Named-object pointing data
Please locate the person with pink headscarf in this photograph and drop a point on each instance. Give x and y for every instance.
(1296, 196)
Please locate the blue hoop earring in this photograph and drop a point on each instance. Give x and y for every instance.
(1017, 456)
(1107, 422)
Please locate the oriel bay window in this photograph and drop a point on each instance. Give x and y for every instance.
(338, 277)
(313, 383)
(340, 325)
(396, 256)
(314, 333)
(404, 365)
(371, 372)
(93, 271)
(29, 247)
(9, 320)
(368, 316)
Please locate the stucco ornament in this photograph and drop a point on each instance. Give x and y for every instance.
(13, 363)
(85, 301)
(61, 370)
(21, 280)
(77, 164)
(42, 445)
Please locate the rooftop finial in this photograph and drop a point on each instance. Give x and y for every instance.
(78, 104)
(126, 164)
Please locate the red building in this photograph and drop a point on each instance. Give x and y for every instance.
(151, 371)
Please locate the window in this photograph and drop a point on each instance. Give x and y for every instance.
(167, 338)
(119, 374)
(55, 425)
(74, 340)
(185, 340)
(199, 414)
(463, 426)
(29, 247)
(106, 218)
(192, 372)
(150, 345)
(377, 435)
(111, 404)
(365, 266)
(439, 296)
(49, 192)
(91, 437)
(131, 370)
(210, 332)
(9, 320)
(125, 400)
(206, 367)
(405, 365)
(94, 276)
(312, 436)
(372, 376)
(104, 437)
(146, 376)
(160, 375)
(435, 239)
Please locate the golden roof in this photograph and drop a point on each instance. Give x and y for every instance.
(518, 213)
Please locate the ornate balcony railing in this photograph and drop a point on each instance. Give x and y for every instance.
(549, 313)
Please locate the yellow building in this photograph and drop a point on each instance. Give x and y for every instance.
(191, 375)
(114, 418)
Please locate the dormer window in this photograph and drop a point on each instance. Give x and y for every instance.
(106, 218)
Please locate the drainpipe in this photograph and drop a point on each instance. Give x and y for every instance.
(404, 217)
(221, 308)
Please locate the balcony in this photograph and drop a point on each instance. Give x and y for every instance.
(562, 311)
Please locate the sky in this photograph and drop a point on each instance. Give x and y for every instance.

__Aim of the exercise__
Return every line of the data above unchanged, in the same order.

__Result below__
Please locate the person with pink headscarf in this photograph and drop a point on each instance. Give x and y for every instance.
(1296, 196)
Please locate the blue hoop earring in this photograph and drop a point on each instance. Give x and y for every instance.
(1017, 456)
(1107, 422)
Please locate the oriel bay window in this photograph and drop a point on each instance. Give x and y for every instance.
(338, 277)
(313, 383)
(340, 325)
(396, 256)
(314, 333)
(404, 365)
(371, 372)
(93, 271)
(29, 247)
(9, 320)
(368, 316)
Please locate the stucco ornament in this photograph and drop a point on each instance. Give x and y for every instance.
(13, 363)
(85, 301)
(61, 370)
(21, 280)
(77, 164)
(42, 445)
Please locate the rooftop finial in this photograph and drop a point on each instance. Give x and y for every instance.
(78, 104)
(126, 164)
Please locate the red building in this photograph and drop a point on each instance. Give x and y for every instance.
(151, 371)
Please locate the window in this photograph and drop a point on each instance. Give x and y for every instance.
(167, 338)
(119, 374)
(55, 425)
(74, 340)
(185, 340)
(199, 414)
(463, 426)
(29, 247)
(106, 218)
(192, 372)
(150, 345)
(377, 435)
(111, 404)
(365, 266)
(439, 296)
(49, 192)
(91, 437)
(131, 370)
(210, 332)
(9, 320)
(125, 400)
(206, 367)
(405, 365)
(94, 276)
(312, 436)
(372, 376)
(104, 437)
(146, 376)
(160, 375)
(435, 239)
Please locate the golden roof in this photograph and drop a point on each instance. Give x and y for every instance.
(518, 213)
Please locate the ornate balcony railing in this photograph and drop a point on each instance. Give x and y for every instance.
(549, 313)
Please locate the yellow building in this photograph and drop a point on each instance. Give x and y for every instance.
(191, 375)
(114, 418)
Please locate the dormer window in this photograph and drop a point on each instance. Give x and y for every instance.
(106, 218)
Please locate the drainpipe in this photograph and drop a point on each instance. Give x and y for every instance.
(404, 217)
(221, 308)
Please locate the balcony in this photograph and drop a point on each instance. Give x and y for every instance.
(562, 311)
Please locate the sky in this photograph and drop a point on each instance. Give x and y for every instance.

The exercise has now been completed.